ВАШИ ЗАДАНИЯ —
a - Объясните по отрывку, отчего произведение искусства теряет притягательную силу.
b - Сколько лет, по словам отрывка, Корнель и Расин потрясали людей?
c - Процитируйте отрывок, начиная со слов «Любовь к писателям» и заканчивая словами «заслуг, таланта, мастерства.».

Перечитывая Чехова
Шрифт:
Дело не только в таланте, да и трудно установить размеры способностей, отпущенных человеку. Различные энциклопедии пытаются это делать, деля авторов на категории: «великий», «выдающийся», «крупный» и просто «писатель»; но звания не бесспорны, да и не долговечны; посмотришь, и в новом издании «писатель» стал «выдающимся», а «выдающийся» разжалован в «крупного».
Любовь к писателям прошлого зависит прежде всего от их близости к душевному миру читателя. Когда художественное произведение воспринимается только как картина далекой эпохи, любовь уступает место холодному признанию наблюдательности, общественных заслуг, таланта, мастерства.
Какое нам дело до интриг двора, где терзался Гамлет? Неужели сотни миллионов читают «Красное и черное» для того, чтобы узнать как выглядело французское общество конца двадцатых годов XIX века? Кто посмеет утверждать, что «Дон–Кихот» много веков волнует человечество, потому что представляет собой сатиру на рыцарские романы, которыми увлекались испанцы в XVI веке? Мне скажут, что я ломлюсь в открытую дверь, что сила великих произведений искусства в том, что они правдиво показывают прошлое и вместе с тем радуют людей любой эпохи красотой описаний, мастерским построением, гармонией. А на мой взгляд, все это не объяснение, но произвольная выдача лестных эпитетов. Если произведение искусства, каким бы гениальным оно ни было, по своей идее, по раскрытию характеров, по вложенной в него страсти расходится с идеями, с природой, с чувствами последующих поколений, то оно теряет притягательную силу. Корнель и Расин потрясали людей добрых двести лет, но для романтиков XIX столетия стали непонятными, напыщенными, лживыми. Готическая архитектура четыреста лет поносилась всеми просвещенными умами. Болонская школа живописи представлялась людям XVII века вершиной искусства, а людям XX века кажется ремесленничеством и эклектизмом.

СТРОКИ —
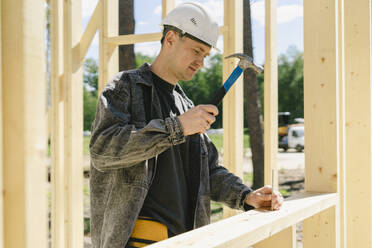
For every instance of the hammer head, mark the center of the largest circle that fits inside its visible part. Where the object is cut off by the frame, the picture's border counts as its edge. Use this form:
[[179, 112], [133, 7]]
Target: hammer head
[[246, 62]]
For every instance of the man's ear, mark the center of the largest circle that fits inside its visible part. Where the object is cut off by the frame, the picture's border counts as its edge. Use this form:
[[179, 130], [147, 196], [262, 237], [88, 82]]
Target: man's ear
[[170, 38]]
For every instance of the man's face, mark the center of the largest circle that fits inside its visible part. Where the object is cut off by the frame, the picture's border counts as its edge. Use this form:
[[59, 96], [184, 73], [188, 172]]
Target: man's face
[[188, 57]]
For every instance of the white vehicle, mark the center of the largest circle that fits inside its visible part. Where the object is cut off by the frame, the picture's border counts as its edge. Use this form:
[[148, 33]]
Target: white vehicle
[[294, 139]]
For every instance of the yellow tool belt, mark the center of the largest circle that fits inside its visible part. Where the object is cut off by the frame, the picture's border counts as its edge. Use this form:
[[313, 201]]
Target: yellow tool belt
[[147, 231]]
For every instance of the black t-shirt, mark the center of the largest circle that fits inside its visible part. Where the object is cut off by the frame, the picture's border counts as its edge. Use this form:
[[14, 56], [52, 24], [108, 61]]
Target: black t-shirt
[[168, 200]]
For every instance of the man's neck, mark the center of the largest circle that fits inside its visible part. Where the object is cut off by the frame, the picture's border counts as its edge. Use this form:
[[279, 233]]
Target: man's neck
[[162, 70]]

ОТВЕТЫ ПО ЗАДАНИЯМ —
a - Оно теряет притягательную силу, когда его идея, раскрытие характеров и вложенная в него страсть расходятся с идеями, природой и чувствами последующих поколений. Это верно даже для гениального произведения. Так, Корнель и Расин потрясали людей двести лет, но романтикам XIX столетия показались непонятными, напыщенными и лживыми.

b - Добрых двести лет.

c -
Любовь к писателям прошлого зависит прежде всего от их близости к душевному миру читателя. Когда художественное произведение воспринимается только как картина далекой эпохи, любовь уступает место холодному признанию наблюдательности, общественных заслуг, таланта, мастерства.